## [What you are asked to do]
Output all entries verbatim.

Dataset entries

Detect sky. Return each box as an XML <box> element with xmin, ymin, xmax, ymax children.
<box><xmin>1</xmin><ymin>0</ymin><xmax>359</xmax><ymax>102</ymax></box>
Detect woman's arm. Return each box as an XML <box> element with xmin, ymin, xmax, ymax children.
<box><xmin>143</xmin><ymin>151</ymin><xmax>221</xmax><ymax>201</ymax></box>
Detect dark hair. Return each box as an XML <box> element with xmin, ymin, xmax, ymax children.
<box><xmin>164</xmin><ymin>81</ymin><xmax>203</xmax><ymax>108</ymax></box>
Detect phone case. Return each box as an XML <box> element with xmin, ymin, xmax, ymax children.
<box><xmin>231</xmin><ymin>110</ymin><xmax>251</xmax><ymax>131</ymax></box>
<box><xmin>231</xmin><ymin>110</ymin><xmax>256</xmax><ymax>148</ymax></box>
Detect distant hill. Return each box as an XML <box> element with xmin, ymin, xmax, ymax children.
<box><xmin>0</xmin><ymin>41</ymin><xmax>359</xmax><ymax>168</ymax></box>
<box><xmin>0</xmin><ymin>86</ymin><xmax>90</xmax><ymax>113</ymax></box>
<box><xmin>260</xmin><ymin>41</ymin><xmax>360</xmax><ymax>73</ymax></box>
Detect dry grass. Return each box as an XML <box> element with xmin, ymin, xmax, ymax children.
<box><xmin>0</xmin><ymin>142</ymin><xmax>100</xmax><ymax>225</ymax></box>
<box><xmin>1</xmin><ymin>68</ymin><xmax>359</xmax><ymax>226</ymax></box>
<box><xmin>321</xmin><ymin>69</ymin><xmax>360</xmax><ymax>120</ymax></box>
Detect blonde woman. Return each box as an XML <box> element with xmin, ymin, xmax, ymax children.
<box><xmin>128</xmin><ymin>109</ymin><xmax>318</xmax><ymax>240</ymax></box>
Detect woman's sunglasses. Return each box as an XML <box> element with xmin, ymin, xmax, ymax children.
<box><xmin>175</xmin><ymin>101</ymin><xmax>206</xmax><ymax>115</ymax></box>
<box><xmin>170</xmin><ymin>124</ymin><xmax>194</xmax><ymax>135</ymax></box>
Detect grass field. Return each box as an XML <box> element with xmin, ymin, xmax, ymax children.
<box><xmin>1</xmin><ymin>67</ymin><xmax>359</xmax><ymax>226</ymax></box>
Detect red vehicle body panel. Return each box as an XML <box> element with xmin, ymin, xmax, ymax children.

## [Reply]
Detect sky. Return each box as an XML <box> element with xmin, ymin, xmax, ymax children.
<box><xmin>1</xmin><ymin>0</ymin><xmax>359</xmax><ymax>102</ymax></box>
Detect woman's arm. Return each box as an XML <box> element with xmin, ymin, xmax, ymax children.
<box><xmin>143</xmin><ymin>151</ymin><xmax>221</xmax><ymax>201</ymax></box>
Detect dark hair. Return each box as an XML <box> element with xmin, ymin, xmax, ymax children.
<box><xmin>164</xmin><ymin>81</ymin><xmax>203</xmax><ymax>108</ymax></box>
Detect phone case. Return each box as an XML <box> element with xmin, ymin, xmax, ymax children.
<box><xmin>231</xmin><ymin>110</ymin><xmax>251</xmax><ymax>131</ymax></box>
<box><xmin>231</xmin><ymin>110</ymin><xmax>256</xmax><ymax>148</ymax></box>
Detect distant hill. Return each box as an XML <box> element with xmin, ymin, xmax, ymax children.
<box><xmin>0</xmin><ymin>41</ymin><xmax>359</xmax><ymax>168</ymax></box>
<box><xmin>0</xmin><ymin>86</ymin><xmax>90</xmax><ymax>113</ymax></box>
<box><xmin>260</xmin><ymin>41</ymin><xmax>360</xmax><ymax>73</ymax></box>
Detect dry grass. Return each box as an XML <box> element with xmin, ymin, xmax, ymax children.
<box><xmin>0</xmin><ymin>142</ymin><xmax>100</xmax><ymax>225</ymax></box>
<box><xmin>1</xmin><ymin>68</ymin><xmax>359</xmax><ymax>226</ymax></box>
<box><xmin>321</xmin><ymin>69</ymin><xmax>360</xmax><ymax>120</ymax></box>
Detect blonde woman. Return each box as an XML <box> element with xmin, ymin, xmax, ymax children.
<box><xmin>128</xmin><ymin>109</ymin><xmax>318</xmax><ymax>240</ymax></box>
Detect woman's sunglasses. Return each box as an XML <box> element with xmin, ymin, xmax, ymax children.
<box><xmin>175</xmin><ymin>101</ymin><xmax>206</xmax><ymax>115</ymax></box>
<box><xmin>170</xmin><ymin>124</ymin><xmax>194</xmax><ymax>135</ymax></box>
Detect grass field. Return each box as an XML <box> element with xmin, ymin, xmax, ymax children.
<box><xmin>1</xmin><ymin>67</ymin><xmax>359</xmax><ymax>226</ymax></box>
Detect red vehicle body panel. Return each box as an XML <box> element with xmin, ymin, xmax, ymax children.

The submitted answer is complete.